** INSTRUCTIONS TO FOLLOW **
Copy every one of the entries below word for word, but omit the picture from your copy.

(Records)
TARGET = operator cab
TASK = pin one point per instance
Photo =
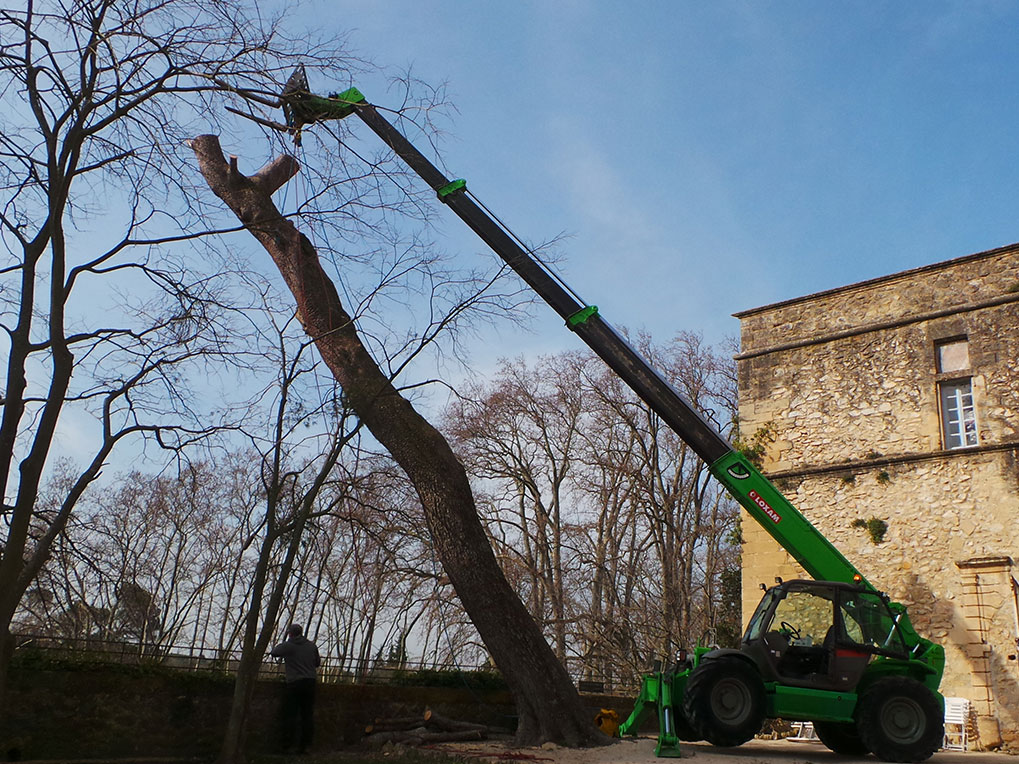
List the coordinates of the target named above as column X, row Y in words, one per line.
column 820, row 635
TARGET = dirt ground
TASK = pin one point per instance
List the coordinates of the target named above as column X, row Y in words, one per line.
column 641, row 751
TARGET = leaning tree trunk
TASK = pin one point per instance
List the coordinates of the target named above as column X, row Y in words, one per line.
column 547, row 704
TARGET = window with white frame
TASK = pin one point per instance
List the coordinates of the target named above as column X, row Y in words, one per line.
column 958, row 414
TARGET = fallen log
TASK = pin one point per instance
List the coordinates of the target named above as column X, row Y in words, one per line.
column 433, row 719
column 393, row 724
column 420, row 737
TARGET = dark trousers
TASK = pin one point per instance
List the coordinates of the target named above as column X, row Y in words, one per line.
column 299, row 713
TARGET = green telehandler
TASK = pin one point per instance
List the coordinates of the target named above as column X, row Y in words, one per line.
column 832, row 650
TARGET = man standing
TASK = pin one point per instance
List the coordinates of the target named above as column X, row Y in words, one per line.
column 301, row 658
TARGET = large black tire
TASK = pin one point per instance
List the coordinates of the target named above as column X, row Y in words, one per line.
column 900, row 719
column 841, row 738
column 725, row 701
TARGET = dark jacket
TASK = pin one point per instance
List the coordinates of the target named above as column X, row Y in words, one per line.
column 301, row 657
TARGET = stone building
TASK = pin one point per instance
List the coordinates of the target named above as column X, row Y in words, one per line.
column 891, row 410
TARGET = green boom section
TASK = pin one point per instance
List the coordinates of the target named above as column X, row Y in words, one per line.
column 784, row 522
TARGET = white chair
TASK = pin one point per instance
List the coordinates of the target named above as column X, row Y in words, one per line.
column 956, row 724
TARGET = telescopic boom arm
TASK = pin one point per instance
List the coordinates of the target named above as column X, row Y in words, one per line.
column 757, row 495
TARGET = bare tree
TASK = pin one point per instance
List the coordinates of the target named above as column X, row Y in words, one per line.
column 642, row 536
column 104, row 317
column 547, row 703
column 523, row 431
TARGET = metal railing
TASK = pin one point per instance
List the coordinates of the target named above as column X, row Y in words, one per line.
column 333, row 669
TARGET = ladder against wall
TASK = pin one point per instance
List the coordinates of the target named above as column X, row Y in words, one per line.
column 956, row 724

** RESULT OF THE TASK **
TARGET = operator cab
TASK = pin one point per instance
Photo =
List the coordinates of the target named above as column X, row Y in words, one per line.
column 820, row 635
TARGET = dirt ground
TASK = pin one point per instance
List the coordinates of the target named above as column X, row Y in words, one per line.
column 641, row 751
TARGET = leaning tree trunk
TASK = pin one point per instance
List the coordinates of the target named above as column X, row Y in words, one per line.
column 547, row 704
TARGET = window with white frame
TASK = pin one point per instance
List the coordinates of the target named above as column X, row Y in words, one per line.
column 958, row 414
TARGET = fallen log
TASK = pin one point per instance
List the coordinates of the target named above as column X, row Y in words, one per line.
column 433, row 719
column 393, row 724
column 420, row 737
TARGET = dark trousers
TASK = pin one point per instance
List the coordinates of the target named above as column X, row Y in words, one per line.
column 299, row 713
TARGET = green telehandler
TASK = pin one point per instance
List the coordinates of the target named above as column X, row Y in words, one per line.
column 832, row 650
TARGET = man standing
TASK = pin one point per instance
List the coordinates of the target named above as column X, row Y in words, one per line.
column 301, row 658
TARGET = large black tire
TASK = pin one point per instance
List the coordinates of the target named above as column X, row Y in words, one per line.
column 900, row 719
column 841, row 738
column 725, row 701
TARGET = dark jacket
TASK = pin one point per instance
List the coordinates of the target named above as column X, row Y in words, one per line.
column 301, row 657
TARGET = stone building
TASK = pin one point per instance
List the coordinates of the target named above as column X, row Y in words, one per line.
column 891, row 410
TARGET = green boom section
TASK = pin one point per instance
List the coordinates of the target named above as column X, row Y in words, one per line.
column 784, row 522
TARGET = white chair
TASK = pin one point per instance
List the coordinates of the target named above as column X, row Y in words, one per line.
column 956, row 724
TARGET = telescopic boom arm
TASK = pin one point per instance
List the coordinates of the target named above as column X, row Y in words, one per line.
column 757, row 495
TARGET = bare tree
TASK = pin one point per instance
List the coordinates of the target named above as column X, row Y in words, one per line.
column 642, row 536
column 104, row 317
column 547, row 703
column 523, row 431
TARGET = metal railing
TASK = pin one point per instance
List the coordinates of the target named above as column X, row Y in words, one per line.
column 333, row 669
TARGET = ladder against wall
TASK = pin one point per instance
List the coordinates of the target named above as column X, row Y in words, one per line.
column 956, row 724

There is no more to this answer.